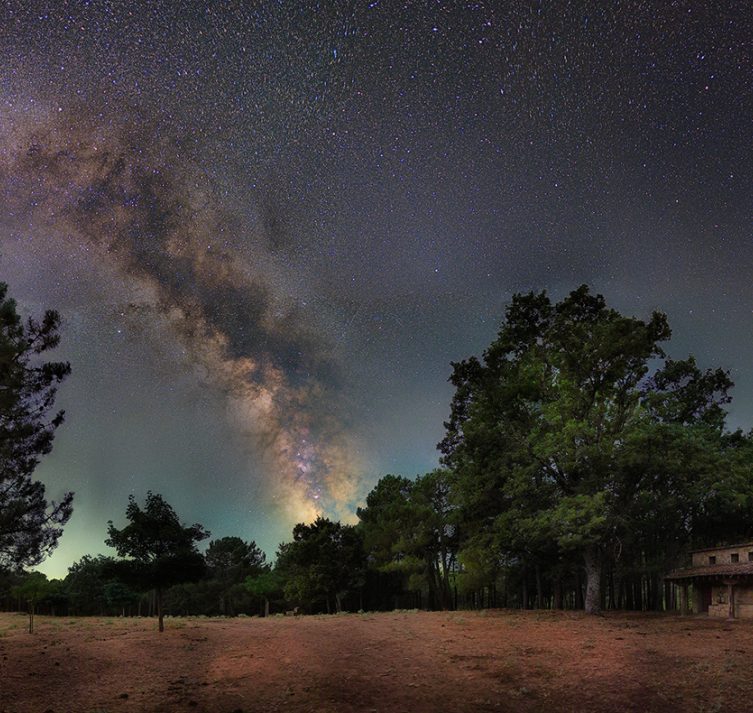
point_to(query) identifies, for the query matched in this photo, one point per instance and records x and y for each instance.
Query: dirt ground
(402, 661)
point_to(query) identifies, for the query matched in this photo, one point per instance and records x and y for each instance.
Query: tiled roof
(713, 570)
(721, 548)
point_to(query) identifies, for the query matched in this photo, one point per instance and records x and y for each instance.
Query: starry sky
(270, 226)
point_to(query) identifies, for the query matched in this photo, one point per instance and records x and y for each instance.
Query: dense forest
(579, 465)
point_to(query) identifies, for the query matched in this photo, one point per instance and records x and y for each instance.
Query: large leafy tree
(29, 526)
(160, 550)
(548, 433)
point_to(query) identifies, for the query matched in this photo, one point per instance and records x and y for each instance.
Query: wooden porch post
(683, 599)
(731, 598)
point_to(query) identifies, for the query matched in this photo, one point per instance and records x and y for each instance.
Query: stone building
(719, 582)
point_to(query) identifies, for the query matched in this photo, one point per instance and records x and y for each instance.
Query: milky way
(143, 208)
(271, 226)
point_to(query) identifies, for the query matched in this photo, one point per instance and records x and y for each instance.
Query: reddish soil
(403, 661)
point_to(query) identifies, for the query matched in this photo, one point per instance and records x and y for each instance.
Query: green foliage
(325, 561)
(161, 550)
(408, 528)
(29, 526)
(560, 440)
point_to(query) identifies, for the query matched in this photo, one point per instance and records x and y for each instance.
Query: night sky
(270, 226)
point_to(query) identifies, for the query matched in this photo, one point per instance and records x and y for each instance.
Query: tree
(85, 584)
(29, 526)
(265, 585)
(34, 588)
(546, 438)
(407, 528)
(325, 561)
(161, 550)
(229, 561)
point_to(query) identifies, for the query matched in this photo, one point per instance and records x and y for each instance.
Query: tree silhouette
(161, 550)
(549, 436)
(29, 526)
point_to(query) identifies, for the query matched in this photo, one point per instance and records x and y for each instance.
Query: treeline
(580, 464)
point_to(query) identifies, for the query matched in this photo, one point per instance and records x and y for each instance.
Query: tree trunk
(160, 613)
(592, 562)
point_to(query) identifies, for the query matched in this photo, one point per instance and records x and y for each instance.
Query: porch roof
(713, 571)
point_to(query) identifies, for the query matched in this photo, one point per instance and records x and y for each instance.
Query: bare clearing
(402, 661)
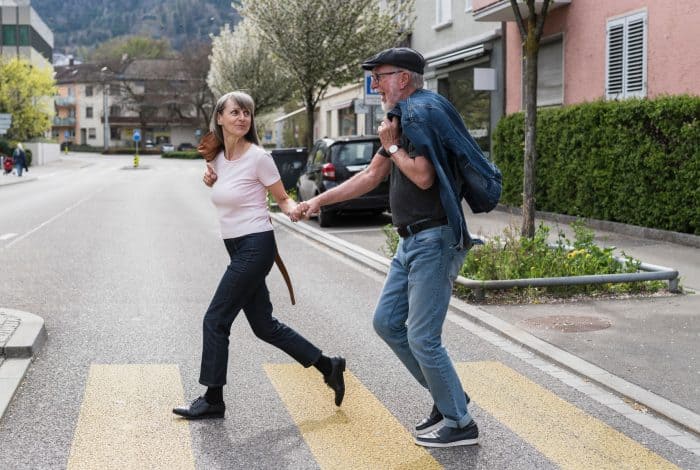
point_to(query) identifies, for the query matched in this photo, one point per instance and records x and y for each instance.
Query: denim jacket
(436, 130)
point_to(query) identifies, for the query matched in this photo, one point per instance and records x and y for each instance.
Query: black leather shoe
(200, 409)
(335, 379)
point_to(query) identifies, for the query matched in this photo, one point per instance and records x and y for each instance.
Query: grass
(511, 256)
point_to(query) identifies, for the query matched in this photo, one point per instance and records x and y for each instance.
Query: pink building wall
(673, 60)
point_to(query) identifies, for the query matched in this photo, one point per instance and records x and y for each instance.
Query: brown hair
(245, 101)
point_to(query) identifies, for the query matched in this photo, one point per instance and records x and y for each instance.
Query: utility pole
(105, 107)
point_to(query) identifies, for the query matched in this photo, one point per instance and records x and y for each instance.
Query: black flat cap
(403, 57)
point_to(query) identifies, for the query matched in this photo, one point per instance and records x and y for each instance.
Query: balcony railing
(65, 101)
(63, 122)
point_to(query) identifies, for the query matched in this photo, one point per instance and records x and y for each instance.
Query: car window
(353, 153)
(318, 156)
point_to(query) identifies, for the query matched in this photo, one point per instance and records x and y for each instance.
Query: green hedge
(635, 161)
(186, 154)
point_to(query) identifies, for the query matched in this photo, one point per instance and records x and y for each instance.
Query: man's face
(386, 81)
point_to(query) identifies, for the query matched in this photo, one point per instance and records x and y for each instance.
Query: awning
(502, 10)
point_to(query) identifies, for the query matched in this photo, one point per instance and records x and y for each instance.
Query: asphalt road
(122, 263)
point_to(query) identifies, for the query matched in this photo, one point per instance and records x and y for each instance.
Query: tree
(26, 93)
(322, 42)
(240, 60)
(530, 33)
(195, 92)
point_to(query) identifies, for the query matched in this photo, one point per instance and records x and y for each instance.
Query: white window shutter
(615, 59)
(635, 79)
(625, 60)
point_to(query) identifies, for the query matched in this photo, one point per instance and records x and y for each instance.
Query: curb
(24, 343)
(677, 414)
(15, 180)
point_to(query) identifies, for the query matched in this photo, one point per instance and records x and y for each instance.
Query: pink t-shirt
(240, 192)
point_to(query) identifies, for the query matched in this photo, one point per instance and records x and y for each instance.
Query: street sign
(5, 122)
(371, 97)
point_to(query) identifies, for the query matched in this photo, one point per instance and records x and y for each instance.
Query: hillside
(85, 23)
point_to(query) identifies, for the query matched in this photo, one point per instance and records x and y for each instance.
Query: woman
(244, 173)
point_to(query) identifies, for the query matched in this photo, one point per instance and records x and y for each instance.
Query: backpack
(479, 180)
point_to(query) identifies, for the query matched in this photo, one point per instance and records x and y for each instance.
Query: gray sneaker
(434, 420)
(450, 437)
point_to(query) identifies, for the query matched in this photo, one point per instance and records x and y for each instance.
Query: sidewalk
(643, 349)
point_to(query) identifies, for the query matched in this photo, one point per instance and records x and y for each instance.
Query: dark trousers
(243, 287)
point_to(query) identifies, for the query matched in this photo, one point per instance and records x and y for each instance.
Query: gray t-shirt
(408, 202)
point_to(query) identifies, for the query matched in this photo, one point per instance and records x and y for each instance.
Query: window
(347, 123)
(625, 62)
(550, 74)
(443, 12)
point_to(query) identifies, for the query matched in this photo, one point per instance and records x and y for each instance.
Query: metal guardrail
(649, 272)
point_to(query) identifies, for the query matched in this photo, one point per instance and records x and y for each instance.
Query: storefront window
(347, 121)
(473, 105)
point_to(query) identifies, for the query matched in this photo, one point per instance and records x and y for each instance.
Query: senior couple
(433, 243)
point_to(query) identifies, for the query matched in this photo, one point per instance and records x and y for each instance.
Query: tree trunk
(531, 48)
(309, 137)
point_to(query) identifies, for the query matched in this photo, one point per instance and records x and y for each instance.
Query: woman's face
(234, 120)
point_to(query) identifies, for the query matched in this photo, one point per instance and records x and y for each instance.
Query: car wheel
(325, 218)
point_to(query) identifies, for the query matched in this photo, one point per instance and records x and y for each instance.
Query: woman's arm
(285, 203)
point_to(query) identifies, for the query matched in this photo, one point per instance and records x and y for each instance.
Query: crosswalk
(125, 421)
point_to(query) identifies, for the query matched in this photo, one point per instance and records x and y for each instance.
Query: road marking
(561, 432)
(360, 434)
(125, 420)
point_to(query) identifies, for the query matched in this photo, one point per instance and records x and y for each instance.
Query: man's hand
(389, 133)
(210, 176)
(306, 209)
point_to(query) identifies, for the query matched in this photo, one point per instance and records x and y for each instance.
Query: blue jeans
(412, 309)
(243, 287)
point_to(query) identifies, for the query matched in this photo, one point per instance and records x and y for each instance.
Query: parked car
(333, 161)
(185, 146)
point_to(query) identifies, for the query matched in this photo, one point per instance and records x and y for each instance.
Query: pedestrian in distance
(19, 159)
(241, 173)
(433, 242)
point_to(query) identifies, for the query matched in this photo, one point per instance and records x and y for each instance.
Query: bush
(511, 256)
(633, 161)
(186, 154)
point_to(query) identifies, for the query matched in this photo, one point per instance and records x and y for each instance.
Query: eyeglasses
(378, 76)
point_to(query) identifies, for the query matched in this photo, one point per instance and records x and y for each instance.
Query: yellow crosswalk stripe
(125, 420)
(361, 434)
(561, 432)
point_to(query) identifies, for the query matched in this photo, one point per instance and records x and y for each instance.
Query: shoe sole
(432, 428)
(207, 416)
(339, 401)
(463, 442)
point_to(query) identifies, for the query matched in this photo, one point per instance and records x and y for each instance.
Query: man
(426, 211)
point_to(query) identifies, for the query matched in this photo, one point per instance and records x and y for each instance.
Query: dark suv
(331, 162)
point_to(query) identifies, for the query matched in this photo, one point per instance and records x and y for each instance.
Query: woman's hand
(210, 176)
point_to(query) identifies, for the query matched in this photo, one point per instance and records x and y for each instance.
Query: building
(151, 95)
(593, 50)
(464, 62)
(23, 34)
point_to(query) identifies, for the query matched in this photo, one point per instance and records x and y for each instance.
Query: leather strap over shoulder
(285, 275)
(209, 146)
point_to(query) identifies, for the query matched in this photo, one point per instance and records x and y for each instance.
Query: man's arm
(418, 169)
(361, 183)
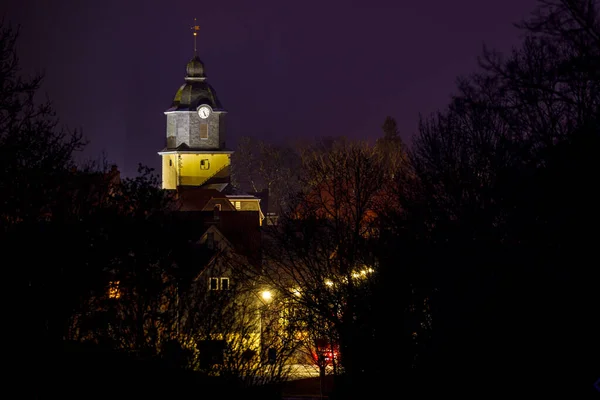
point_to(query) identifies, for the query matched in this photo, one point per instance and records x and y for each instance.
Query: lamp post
(266, 296)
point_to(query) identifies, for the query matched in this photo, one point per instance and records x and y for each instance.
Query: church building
(196, 162)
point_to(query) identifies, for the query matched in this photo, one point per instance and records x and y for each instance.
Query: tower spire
(195, 29)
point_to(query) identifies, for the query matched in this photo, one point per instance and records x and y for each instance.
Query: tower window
(218, 283)
(203, 131)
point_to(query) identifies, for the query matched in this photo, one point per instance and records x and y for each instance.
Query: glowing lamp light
(266, 295)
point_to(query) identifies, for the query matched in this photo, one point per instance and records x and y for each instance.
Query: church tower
(195, 154)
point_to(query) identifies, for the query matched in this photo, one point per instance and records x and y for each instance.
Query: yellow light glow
(113, 290)
(266, 295)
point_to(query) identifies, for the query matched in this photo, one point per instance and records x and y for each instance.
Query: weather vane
(195, 29)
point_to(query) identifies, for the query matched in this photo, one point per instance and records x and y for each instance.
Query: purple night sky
(284, 70)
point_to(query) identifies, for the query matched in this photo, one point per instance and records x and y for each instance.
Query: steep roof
(196, 90)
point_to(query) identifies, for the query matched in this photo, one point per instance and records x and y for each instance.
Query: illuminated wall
(192, 169)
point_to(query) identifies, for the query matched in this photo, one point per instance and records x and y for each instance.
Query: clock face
(203, 112)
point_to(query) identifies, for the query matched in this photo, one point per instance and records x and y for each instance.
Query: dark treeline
(463, 264)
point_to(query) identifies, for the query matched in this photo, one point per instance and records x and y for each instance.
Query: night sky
(284, 70)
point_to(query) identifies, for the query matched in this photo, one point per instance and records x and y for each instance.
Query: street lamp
(266, 295)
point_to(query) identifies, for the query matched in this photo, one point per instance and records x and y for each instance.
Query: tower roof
(195, 91)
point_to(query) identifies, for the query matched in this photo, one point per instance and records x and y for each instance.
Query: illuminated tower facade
(195, 154)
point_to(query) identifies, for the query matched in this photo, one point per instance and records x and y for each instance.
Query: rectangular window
(218, 283)
(224, 283)
(203, 131)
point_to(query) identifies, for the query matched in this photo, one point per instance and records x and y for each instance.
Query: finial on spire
(195, 29)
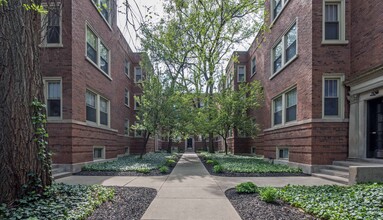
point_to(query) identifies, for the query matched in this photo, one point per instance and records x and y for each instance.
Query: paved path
(189, 192)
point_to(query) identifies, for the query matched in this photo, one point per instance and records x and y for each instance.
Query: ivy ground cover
(154, 163)
(231, 164)
(59, 201)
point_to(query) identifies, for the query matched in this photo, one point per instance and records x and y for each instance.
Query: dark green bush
(247, 187)
(268, 194)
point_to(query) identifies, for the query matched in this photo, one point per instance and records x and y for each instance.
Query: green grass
(245, 164)
(150, 161)
(364, 201)
(59, 201)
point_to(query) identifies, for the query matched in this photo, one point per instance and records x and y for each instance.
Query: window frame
(44, 26)
(342, 22)
(283, 40)
(98, 109)
(98, 52)
(103, 153)
(108, 20)
(272, 7)
(135, 74)
(46, 80)
(283, 95)
(341, 95)
(244, 73)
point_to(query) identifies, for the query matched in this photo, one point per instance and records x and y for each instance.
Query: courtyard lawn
(160, 162)
(222, 163)
(59, 201)
(363, 201)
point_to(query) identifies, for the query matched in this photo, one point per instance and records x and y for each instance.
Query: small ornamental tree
(232, 107)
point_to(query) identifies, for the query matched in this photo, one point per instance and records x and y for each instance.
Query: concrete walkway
(190, 193)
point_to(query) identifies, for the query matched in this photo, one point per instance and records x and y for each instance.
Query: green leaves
(362, 201)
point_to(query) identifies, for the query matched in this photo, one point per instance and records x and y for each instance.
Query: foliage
(364, 201)
(59, 201)
(246, 164)
(217, 169)
(164, 169)
(149, 162)
(247, 187)
(268, 194)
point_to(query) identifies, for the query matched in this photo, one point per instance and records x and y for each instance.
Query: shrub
(268, 194)
(217, 169)
(170, 162)
(164, 169)
(247, 187)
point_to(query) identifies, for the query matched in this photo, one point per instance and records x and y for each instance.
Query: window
(91, 103)
(126, 127)
(127, 68)
(53, 98)
(96, 51)
(97, 109)
(285, 50)
(334, 21)
(285, 107)
(51, 26)
(103, 6)
(278, 111)
(98, 153)
(283, 153)
(291, 105)
(332, 100)
(276, 7)
(127, 97)
(241, 74)
(137, 74)
(137, 100)
(253, 66)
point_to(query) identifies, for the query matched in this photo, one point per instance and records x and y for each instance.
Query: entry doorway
(375, 128)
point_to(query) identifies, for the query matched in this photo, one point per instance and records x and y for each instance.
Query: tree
(24, 159)
(232, 107)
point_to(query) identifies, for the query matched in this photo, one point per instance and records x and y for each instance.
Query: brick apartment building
(321, 67)
(91, 77)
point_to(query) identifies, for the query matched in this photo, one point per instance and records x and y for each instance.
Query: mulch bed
(249, 206)
(209, 168)
(129, 173)
(128, 203)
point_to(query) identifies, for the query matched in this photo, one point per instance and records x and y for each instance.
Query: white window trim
(45, 80)
(284, 104)
(99, 41)
(127, 62)
(284, 3)
(127, 105)
(102, 154)
(252, 66)
(244, 72)
(135, 74)
(44, 28)
(109, 20)
(97, 123)
(282, 39)
(342, 31)
(340, 77)
(282, 148)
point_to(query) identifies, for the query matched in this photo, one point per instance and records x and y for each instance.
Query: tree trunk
(169, 149)
(20, 84)
(143, 150)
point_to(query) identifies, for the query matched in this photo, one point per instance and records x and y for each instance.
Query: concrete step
(331, 178)
(335, 173)
(338, 168)
(61, 175)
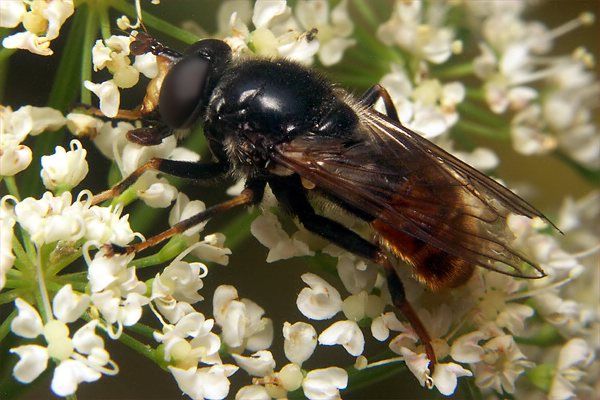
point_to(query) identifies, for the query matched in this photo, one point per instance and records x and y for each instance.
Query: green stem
(454, 71)
(8, 296)
(41, 295)
(367, 12)
(5, 326)
(11, 186)
(22, 256)
(89, 36)
(237, 230)
(139, 348)
(65, 86)
(172, 249)
(142, 330)
(156, 23)
(63, 263)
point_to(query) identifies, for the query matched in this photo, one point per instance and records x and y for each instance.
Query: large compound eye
(182, 92)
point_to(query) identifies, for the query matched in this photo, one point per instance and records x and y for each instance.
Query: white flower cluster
(42, 20)
(80, 357)
(552, 97)
(15, 126)
(312, 29)
(496, 331)
(419, 29)
(113, 54)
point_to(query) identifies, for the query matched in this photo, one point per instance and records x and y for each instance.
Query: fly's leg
(290, 194)
(182, 169)
(252, 194)
(149, 136)
(376, 92)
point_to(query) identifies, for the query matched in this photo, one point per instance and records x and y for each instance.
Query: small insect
(275, 122)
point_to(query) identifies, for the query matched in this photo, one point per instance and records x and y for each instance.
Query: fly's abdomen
(431, 265)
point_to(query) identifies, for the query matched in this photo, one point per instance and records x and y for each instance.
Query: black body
(279, 123)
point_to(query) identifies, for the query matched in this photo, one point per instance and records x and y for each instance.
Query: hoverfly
(275, 122)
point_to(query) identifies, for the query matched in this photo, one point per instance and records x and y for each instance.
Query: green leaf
(541, 376)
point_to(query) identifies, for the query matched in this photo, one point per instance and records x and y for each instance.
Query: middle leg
(181, 169)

··········

**WRITTEN EXERCISE:** Pick out each line of the data above that contains "illuminated", and copy those lines in full.

**THE OUTPUT:**
Query: illuminated wall
Query: illuminated tower facade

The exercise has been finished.